+++ GIVEN TEXT

The S&P 500 closed the week at another record high, posting its best weekly performance since February, as investors came to realize that higher inflation is a given as the economy continues to push out of the pandemic. Fifteen months after the US first plunged into lockdown, the economy is well on its way to a complete reopening. Spending is up, businesses are rehiring, and Americans are slowly returning to work. Economists largely agree that economic output will grow at the fastest rate since the 1980s this year.
While there are various theories on the lasting effects of the pandemic, a few things may stay the same for the next few years, well after we get back to normal – work from home, service jobs will remain depressed and the housing market will continue to climb.
Future Wealth’s View
The sobering reality with climbing inflation is that parking money in a checking or saving account at their local bank means one is actually losing money every day. Yet, the banks are seeing massive inflows of money into money market funds. Between late March and May, they rose by $411 billion to $17.09 trillion, nearly four times the average of the past 20 years. Normally, this would be good for banks as long as they can use the money to make loans. But bank lending has been slow as many companies prefer to borrow money from investors.

++++++
+++ PROVIDED MATERIAL

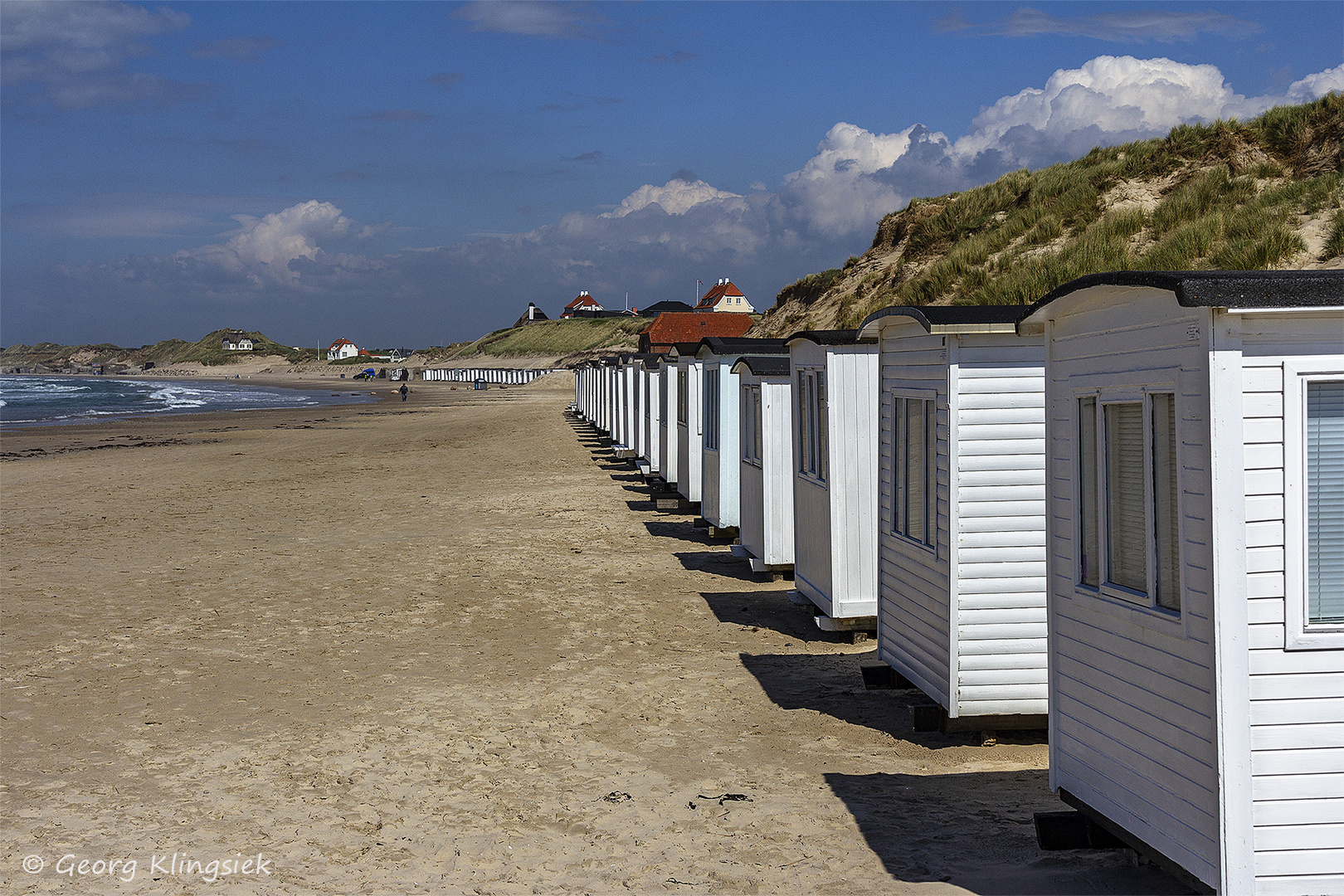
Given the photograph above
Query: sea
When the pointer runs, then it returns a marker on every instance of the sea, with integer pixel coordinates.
(30, 401)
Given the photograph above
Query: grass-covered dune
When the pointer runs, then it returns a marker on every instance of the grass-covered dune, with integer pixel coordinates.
(205, 351)
(1226, 197)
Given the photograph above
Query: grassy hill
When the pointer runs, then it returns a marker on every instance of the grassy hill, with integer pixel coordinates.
(558, 338)
(203, 351)
(1229, 195)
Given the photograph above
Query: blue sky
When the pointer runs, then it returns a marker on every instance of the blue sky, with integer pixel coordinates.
(413, 173)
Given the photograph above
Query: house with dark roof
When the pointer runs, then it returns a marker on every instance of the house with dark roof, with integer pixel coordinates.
(724, 297)
(671, 328)
(533, 314)
(1194, 567)
(582, 303)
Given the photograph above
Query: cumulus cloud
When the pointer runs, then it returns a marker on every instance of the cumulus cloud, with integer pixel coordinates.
(675, 197)
(661, 236)
(533, 17)
(858, 175)
(74, 56)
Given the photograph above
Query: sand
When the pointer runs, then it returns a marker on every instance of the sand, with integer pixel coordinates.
(448, 646)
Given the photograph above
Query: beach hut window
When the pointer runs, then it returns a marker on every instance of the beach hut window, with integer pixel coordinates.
(680, 395)
(916, 472)
(711, 407)
(812, 423)
(1127, 499)
(1089, 561)
(1326, 503)
(752, 423)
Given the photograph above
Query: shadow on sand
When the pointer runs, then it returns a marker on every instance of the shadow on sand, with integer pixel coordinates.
(908, 821)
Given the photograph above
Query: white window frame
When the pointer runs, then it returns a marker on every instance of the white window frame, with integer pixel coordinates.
(930, 466)
(1112, 390)
(710, 398)
(752, 427)
(811, 429)
(1298, 635)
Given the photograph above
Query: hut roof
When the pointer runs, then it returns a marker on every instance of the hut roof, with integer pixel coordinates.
(762, 366)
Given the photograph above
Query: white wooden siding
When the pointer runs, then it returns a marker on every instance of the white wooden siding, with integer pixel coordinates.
(914, 583)
(1133, 694)
(1298, 696)
(999, 391)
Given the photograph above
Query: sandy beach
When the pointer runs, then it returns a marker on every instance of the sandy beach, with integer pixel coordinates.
(448, 646)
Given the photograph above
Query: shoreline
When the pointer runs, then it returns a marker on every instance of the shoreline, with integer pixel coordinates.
(450, 646)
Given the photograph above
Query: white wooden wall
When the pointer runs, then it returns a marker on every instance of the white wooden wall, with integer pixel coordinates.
(767, 490)
(689, 446)
(722, 469)
(667, 425)
(1132, 694)
(1296, 696)
(836, 520)
(914, 583)
(997, 394)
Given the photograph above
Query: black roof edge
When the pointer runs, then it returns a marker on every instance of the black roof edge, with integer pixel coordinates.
(763, 364)
(828, 336)
(930, 316)
(734, 344)
(1220, 288)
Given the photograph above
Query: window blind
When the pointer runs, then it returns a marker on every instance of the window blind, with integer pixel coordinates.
(1127, 542)
(1324, 503)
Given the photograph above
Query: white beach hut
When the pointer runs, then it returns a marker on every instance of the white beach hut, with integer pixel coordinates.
(1196, 568)
(962, 551)
(668, 398)
(689, 384)
(765, 418)
(721, 466)
(650, 414)
(835, 473)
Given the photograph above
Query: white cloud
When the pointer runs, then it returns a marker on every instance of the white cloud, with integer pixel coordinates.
(676, 197)
(264, 247)
(1317, 85)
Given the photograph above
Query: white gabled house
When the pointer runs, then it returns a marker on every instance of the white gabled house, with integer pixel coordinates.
(835, 472)
(962, 523)
(765, 446)
(1196, 567)
(342, 348)
(721, 466)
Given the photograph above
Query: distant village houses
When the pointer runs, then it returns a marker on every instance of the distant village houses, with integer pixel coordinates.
(724, 297)
(342, 348)
(582, 303)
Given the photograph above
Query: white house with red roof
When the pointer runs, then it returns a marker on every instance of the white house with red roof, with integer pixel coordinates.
(342, 348)
(582, 303)
(724, 297)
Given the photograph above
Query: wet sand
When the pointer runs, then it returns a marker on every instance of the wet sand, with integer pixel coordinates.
(448, 646)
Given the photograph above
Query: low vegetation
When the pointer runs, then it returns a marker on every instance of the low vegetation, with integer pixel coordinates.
(1227, 197)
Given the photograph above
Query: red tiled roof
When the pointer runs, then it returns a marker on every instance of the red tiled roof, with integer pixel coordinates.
(719, 290)
(671, 328)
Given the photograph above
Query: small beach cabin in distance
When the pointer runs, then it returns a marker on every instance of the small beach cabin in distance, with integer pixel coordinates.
(765, 419)
(722, 465)
(1196, 567)
(962, 544)
(834, 377)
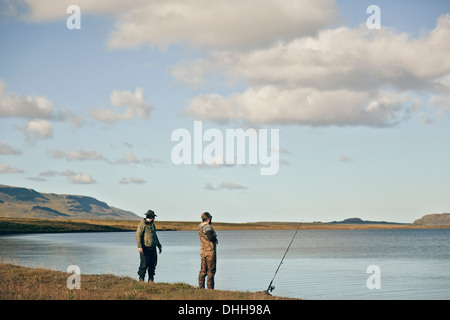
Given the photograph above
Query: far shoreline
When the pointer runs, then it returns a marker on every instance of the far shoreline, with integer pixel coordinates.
(9, 226)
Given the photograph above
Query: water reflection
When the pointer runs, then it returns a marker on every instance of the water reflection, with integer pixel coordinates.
(321, 264)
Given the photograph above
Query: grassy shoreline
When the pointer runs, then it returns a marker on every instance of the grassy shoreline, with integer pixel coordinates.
(23, 283)
(20, 225)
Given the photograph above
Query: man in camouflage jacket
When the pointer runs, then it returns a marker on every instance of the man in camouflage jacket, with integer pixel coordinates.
(147, 242)
(208, 241)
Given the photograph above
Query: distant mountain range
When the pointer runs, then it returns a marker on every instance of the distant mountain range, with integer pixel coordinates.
(17, 202)
(434, 219)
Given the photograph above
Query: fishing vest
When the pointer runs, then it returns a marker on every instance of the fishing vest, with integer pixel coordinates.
(208, 248)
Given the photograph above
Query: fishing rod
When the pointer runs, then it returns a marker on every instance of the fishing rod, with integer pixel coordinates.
(270, 287)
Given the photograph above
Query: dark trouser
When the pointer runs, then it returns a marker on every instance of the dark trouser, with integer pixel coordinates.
(207, 268)
(149, 259)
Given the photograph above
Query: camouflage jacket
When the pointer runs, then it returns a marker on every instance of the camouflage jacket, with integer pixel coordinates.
(208, 239)
(146, 235)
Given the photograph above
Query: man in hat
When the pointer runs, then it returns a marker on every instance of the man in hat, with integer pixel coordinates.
(208, 241)
(147, 241)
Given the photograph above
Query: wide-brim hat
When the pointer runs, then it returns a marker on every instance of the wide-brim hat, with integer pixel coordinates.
(150, 214)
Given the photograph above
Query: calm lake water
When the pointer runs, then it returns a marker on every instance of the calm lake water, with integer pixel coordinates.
(321, 264)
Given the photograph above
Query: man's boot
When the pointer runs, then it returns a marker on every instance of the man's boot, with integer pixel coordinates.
(201, 282)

++++++

Please rewrite the paragraph of the market commentary that begins "The sobering reality with climbing inflation" as a short bulleted list that keeps its main facts. The listing is separate material with no connection to the market commentary.

- With inflation climbing, money parked in a checking or savings account at a local bank loses value every day.
- Banks are still seeing massive inflows into money market funds, which rose by $411 billion to $17.09 trillion between late March and May, nearly four times the average of the past 20 years.
- Such inflows would normally benefit banks if they can lend the money out.
- Bank lending has been slow because many companies prefer to borrow from investors.